Selected text =>
-- -- --

This question came in on one of the forums on the Realtime VoIP Community. I'm going to share it and my reponse here as well as there to get the most exposure.

Help! I am trying to do satellite Internet, but have whave I have been told is the ping rate for most satellite companies is 400-600 ms. Also my VoIP service (www.myphone.com) says they have customers who use satellite Internet. But they also say the ping rate needs to be 200 ms or less for best VoIP performance. I am waiting for an answer from them on what satellite company works. Does anyone have success with a satellite Internet company? I will wait for a reply.

This is both an easy question and a difficult one because your mileage may vary based on factors no provider can guarantee.

The ping rate referred to is the delay in delivering packets across the connection. If you're getting a 400-600 millisecond response, your satellite provider may only be giving you half the story. Geostationary satellites orbit at around 23,00 miles altitude. Typical ping responses on satellite connections, in my experience, range in the 1200-1500 ms time. They may be giving you one-way delay.

When you use a satellite connection, your signal (packets) have to be sent 23,000 miles to the satellite, where they bounce 23,000 miles back down to an earth station. This takes time, and I've never seen a civilian satellite with a much better response rate.

VoIP truly does require 150-200 ms delays for optimal performance. 500 ms may be tolerable, but when you get up inte 1500 ms range, VoIP service is degraded. That doesn't mean it's unusable. What it means is that when you speak, your voice transmission is delayed over a tenth of a second in getting to the person you're speaking with. This is quite detectable to the human ear, and can be very distracting during a telephone conversation.

-- -- --

Entries provided =>
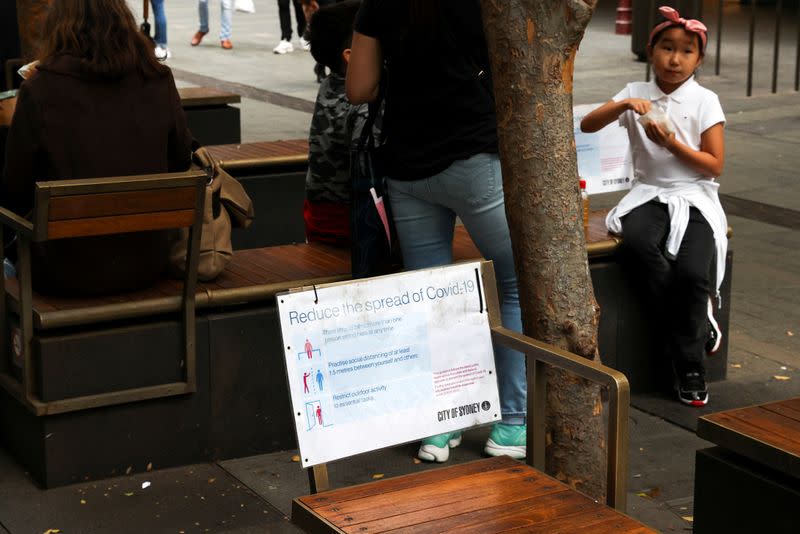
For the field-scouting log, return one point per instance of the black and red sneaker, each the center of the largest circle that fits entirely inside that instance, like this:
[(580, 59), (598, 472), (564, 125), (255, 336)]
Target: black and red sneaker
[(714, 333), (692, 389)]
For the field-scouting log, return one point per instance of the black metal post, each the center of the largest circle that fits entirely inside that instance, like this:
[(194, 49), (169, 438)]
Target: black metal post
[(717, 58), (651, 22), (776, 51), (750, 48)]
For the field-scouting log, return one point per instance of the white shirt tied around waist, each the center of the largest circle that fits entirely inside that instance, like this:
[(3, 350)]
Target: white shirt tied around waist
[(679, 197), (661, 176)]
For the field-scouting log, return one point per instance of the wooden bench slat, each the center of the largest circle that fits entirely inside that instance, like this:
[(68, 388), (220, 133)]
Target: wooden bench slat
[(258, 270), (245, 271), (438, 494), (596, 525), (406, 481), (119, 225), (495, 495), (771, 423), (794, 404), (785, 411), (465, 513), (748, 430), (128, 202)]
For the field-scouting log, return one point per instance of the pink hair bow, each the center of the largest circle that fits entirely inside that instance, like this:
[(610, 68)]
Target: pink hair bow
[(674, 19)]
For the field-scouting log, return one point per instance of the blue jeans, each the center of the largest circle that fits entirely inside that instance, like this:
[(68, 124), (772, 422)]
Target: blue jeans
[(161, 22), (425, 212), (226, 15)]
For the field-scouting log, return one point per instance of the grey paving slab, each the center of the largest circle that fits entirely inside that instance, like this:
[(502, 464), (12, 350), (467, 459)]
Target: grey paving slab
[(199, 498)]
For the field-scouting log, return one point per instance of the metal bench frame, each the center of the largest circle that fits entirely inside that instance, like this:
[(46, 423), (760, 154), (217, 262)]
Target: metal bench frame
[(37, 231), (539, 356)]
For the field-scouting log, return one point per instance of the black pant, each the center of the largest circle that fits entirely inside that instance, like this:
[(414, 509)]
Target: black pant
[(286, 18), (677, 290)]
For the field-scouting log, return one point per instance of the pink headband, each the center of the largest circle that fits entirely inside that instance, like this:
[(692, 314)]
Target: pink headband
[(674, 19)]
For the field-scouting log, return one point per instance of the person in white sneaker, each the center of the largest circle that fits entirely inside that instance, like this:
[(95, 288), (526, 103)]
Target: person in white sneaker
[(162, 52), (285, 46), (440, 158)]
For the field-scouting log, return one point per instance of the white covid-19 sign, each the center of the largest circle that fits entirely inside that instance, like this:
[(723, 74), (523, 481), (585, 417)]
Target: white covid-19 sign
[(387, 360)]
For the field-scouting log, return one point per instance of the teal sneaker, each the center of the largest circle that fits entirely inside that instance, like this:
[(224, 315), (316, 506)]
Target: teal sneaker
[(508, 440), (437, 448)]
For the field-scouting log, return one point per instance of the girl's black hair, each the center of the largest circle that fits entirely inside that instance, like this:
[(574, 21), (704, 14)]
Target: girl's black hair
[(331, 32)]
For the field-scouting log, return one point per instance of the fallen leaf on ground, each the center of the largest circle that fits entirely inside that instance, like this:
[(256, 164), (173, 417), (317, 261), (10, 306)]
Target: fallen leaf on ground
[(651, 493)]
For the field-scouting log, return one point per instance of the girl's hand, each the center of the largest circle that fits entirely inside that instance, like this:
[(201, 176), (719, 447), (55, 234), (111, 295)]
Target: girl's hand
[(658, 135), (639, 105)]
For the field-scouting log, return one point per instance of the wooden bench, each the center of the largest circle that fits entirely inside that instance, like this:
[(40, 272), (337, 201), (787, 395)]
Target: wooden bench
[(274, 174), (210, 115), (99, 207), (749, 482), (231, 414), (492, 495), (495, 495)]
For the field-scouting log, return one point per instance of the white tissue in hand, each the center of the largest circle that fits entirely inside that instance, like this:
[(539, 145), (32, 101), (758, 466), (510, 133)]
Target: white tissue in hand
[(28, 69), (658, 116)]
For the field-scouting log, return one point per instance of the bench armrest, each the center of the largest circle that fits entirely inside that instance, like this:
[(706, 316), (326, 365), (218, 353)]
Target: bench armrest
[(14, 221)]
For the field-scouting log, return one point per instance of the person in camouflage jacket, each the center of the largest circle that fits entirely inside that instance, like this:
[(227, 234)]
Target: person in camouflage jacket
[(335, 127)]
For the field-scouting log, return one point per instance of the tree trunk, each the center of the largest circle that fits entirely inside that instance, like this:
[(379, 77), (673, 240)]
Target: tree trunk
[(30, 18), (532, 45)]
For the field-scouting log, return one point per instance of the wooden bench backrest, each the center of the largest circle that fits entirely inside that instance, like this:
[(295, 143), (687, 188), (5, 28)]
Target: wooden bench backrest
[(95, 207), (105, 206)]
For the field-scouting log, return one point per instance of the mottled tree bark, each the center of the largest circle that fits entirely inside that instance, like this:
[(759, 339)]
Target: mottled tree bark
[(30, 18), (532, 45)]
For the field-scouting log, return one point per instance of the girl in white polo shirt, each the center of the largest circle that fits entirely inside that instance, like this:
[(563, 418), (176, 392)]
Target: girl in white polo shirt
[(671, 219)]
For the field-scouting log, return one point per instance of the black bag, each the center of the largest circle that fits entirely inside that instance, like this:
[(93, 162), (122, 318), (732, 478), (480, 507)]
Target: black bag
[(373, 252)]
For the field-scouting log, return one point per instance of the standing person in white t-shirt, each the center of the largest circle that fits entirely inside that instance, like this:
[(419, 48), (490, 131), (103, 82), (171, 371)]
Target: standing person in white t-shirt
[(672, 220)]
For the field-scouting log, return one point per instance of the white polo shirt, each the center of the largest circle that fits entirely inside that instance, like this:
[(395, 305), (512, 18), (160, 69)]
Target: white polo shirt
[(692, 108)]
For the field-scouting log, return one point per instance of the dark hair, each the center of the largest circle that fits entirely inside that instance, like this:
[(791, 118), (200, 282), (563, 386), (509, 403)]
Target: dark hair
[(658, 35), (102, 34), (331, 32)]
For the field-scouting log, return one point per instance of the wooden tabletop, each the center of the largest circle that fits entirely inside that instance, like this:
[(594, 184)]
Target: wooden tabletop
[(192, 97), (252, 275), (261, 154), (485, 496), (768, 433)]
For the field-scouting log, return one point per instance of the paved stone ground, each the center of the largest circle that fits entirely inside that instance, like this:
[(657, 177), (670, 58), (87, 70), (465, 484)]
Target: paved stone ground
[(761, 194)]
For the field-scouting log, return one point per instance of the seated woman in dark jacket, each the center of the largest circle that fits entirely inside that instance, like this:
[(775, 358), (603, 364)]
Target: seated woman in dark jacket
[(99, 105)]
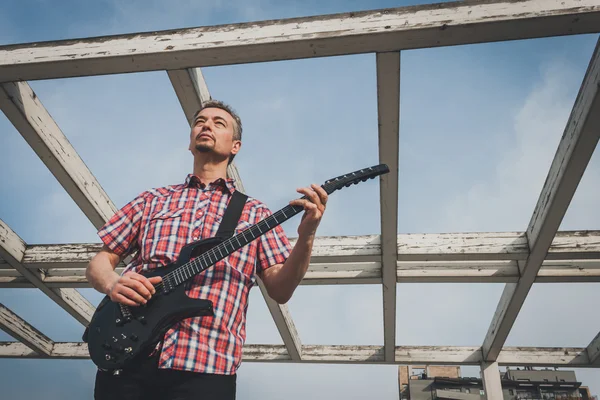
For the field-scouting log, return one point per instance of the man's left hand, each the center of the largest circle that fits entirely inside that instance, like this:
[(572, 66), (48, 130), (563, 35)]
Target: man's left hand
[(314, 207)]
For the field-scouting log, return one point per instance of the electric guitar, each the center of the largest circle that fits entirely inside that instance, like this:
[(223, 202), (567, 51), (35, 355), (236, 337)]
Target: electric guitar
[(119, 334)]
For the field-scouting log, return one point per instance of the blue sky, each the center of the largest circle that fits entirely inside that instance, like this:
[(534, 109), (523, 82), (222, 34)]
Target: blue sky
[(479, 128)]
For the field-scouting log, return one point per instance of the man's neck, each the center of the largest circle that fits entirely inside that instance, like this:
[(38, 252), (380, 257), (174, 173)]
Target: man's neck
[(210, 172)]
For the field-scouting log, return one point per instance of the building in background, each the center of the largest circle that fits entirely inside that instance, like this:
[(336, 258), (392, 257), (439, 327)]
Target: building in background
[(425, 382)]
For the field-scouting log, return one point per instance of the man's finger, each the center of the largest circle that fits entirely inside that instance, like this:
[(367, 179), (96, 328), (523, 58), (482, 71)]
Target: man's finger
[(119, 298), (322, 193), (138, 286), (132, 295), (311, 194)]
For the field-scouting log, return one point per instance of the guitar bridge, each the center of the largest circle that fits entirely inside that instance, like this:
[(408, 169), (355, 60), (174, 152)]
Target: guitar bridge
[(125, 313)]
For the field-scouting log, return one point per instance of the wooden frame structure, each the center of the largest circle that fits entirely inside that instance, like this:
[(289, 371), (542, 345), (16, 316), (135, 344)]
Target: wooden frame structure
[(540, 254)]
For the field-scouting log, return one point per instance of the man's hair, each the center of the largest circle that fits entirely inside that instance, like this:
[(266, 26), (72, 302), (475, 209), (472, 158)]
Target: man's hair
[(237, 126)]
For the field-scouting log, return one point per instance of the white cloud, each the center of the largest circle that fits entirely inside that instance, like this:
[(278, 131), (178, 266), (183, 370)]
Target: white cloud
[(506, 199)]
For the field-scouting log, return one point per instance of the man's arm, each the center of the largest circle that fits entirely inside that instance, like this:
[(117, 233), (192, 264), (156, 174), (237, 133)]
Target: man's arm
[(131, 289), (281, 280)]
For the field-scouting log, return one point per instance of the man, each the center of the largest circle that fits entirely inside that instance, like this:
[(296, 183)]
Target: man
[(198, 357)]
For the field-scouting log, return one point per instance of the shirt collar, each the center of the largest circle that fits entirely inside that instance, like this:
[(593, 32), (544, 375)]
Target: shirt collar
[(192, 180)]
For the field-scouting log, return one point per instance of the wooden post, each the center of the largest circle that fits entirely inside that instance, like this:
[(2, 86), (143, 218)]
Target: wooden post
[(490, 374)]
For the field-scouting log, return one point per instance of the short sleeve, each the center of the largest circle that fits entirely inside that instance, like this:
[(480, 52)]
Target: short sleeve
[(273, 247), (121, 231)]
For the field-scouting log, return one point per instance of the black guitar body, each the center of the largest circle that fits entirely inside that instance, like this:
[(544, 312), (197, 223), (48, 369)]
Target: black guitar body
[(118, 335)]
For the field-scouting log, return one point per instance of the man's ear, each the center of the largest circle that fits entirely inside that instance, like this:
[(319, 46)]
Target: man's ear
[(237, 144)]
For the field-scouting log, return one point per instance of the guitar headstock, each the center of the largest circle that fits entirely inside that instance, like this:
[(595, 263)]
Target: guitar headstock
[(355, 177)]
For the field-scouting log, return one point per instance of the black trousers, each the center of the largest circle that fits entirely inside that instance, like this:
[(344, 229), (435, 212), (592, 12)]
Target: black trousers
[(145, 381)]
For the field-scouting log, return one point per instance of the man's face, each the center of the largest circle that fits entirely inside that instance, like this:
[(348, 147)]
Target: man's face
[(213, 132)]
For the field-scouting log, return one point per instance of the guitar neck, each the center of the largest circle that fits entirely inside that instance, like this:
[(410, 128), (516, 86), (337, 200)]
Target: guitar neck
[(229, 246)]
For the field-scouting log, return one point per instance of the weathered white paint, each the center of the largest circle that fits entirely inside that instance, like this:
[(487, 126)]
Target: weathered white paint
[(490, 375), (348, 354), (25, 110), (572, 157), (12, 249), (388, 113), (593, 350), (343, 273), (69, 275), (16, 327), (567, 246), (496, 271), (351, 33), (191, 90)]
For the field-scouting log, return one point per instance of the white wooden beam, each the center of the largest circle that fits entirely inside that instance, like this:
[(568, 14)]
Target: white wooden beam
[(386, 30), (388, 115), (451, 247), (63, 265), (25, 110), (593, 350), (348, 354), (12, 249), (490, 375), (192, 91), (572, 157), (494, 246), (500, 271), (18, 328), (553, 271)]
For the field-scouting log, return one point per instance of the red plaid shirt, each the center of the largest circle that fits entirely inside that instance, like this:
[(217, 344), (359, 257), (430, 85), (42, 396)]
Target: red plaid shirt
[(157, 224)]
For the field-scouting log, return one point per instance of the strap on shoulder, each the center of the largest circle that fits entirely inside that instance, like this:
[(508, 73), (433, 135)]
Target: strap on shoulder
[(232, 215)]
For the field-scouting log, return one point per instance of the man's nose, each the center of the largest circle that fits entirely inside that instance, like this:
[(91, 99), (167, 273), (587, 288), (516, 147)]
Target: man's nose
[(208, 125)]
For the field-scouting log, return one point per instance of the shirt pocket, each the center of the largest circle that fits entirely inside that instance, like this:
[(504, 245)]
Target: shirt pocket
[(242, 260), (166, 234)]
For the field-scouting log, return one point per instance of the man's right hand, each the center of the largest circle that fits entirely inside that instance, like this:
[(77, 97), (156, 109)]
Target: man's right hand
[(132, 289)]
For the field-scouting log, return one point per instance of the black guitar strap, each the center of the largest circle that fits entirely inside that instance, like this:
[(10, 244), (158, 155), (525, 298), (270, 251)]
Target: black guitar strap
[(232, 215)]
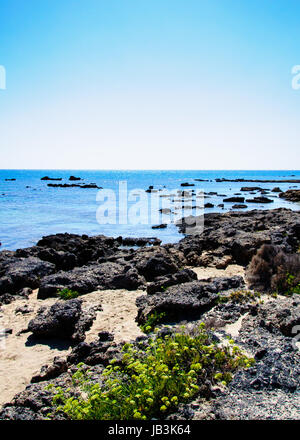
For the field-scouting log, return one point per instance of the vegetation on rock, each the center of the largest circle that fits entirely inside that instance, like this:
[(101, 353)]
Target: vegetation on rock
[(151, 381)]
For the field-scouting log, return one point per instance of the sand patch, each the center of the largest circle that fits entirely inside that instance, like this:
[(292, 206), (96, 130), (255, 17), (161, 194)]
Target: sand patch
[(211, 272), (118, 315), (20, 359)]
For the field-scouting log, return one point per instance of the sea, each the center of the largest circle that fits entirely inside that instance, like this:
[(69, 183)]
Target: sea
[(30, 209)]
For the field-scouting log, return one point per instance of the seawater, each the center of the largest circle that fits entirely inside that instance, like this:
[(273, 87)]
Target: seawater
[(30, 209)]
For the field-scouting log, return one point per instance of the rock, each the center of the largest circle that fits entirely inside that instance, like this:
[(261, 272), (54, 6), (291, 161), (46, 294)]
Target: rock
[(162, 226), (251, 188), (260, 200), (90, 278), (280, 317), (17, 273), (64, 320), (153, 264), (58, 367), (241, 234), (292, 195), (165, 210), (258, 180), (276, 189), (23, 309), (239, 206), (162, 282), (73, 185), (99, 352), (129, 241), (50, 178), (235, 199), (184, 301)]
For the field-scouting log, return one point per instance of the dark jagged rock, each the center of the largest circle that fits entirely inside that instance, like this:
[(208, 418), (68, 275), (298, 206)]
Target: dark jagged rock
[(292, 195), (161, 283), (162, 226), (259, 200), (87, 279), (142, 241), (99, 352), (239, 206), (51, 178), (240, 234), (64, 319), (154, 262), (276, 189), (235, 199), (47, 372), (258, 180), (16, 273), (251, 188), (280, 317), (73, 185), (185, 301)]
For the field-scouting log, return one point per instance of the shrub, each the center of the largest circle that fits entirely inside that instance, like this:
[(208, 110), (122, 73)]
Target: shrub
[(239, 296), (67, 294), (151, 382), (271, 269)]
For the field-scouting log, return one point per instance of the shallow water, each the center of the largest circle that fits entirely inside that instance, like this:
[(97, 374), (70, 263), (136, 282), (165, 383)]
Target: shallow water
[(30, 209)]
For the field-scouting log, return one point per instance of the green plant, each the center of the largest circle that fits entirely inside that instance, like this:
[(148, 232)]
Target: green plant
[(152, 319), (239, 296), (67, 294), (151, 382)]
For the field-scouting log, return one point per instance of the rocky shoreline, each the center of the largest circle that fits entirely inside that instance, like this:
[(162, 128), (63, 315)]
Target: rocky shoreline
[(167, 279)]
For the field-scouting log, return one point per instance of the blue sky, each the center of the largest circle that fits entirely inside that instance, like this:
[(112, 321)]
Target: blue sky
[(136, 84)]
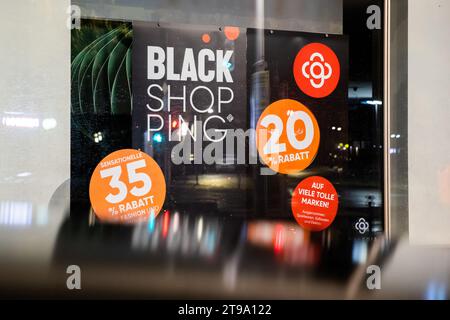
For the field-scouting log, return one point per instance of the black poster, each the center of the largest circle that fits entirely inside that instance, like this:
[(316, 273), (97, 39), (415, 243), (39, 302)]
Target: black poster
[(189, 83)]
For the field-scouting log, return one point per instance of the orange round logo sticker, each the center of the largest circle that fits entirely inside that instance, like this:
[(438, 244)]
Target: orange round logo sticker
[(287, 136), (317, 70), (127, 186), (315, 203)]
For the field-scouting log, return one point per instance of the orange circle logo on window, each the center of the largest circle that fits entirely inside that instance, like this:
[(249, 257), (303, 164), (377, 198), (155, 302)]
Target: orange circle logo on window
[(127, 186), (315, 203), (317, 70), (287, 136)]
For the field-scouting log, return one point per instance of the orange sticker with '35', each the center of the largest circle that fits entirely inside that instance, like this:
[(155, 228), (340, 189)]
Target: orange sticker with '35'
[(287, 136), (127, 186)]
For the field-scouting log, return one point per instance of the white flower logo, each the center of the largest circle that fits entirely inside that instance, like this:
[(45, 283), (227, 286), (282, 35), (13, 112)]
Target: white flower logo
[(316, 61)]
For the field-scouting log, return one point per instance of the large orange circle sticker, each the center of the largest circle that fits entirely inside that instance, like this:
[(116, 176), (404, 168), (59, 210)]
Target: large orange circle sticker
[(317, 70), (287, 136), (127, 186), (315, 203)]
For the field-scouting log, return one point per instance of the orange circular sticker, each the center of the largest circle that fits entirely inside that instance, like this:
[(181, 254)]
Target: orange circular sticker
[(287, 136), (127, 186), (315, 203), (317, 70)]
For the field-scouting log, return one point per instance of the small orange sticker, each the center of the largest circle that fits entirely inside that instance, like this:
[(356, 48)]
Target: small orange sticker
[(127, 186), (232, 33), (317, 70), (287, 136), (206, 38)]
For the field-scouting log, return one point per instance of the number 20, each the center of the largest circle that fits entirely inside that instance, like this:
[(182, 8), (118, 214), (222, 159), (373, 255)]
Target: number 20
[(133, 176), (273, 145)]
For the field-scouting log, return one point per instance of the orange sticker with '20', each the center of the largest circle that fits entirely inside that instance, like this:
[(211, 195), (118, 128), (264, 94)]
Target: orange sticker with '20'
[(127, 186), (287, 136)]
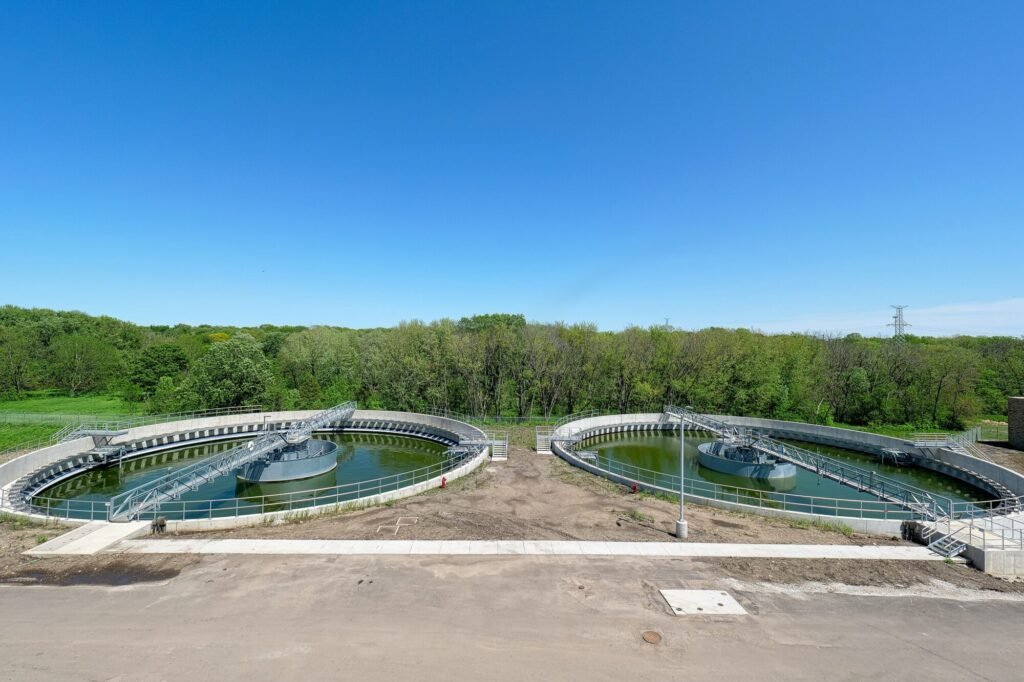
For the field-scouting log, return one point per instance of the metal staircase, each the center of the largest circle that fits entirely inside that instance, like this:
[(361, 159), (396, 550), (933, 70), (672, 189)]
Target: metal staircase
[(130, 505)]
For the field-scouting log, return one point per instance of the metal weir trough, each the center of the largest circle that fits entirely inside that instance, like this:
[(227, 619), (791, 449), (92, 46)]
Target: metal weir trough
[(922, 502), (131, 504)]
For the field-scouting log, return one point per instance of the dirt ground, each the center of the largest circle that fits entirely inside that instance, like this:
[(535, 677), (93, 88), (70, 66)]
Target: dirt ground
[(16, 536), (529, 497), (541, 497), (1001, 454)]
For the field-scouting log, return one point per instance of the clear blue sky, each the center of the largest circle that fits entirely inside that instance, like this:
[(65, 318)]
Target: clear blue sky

-- -- --

To-do list =>
(A) In the satellite VoIP post, what range of delays does VoIP need for optimal performance?
(B) In the records, write out everything from the line containing "man's ear, each" down to the line containing "[(145, 381)]" again, swapping "field-scouting log" for "site survey log" and changing nothing else.

Solutions to each task =>
(A) 150-200 ms

(B)
For the site survey log, return one point per instance of the man's ear, each the center of the largest circle that fits entirely inside that instance, like this:
[(319, 46)]
Target: man's ear
[(237, 144)]
For the site survey log, return one point per instance of the guitar headstock, each the center of the largest circle that fits entirely inside that instance, like this:
[(595, 263)]
Target: guitar headstock
[(355, 177)]
For the site survey log, return one point per instance of the black trousers, each the center of the largest circle that fits entirely inside that instance, like this:
[(344, 229), (435, 212), (592, 12)]
Target: black trousers
[(145, 381)]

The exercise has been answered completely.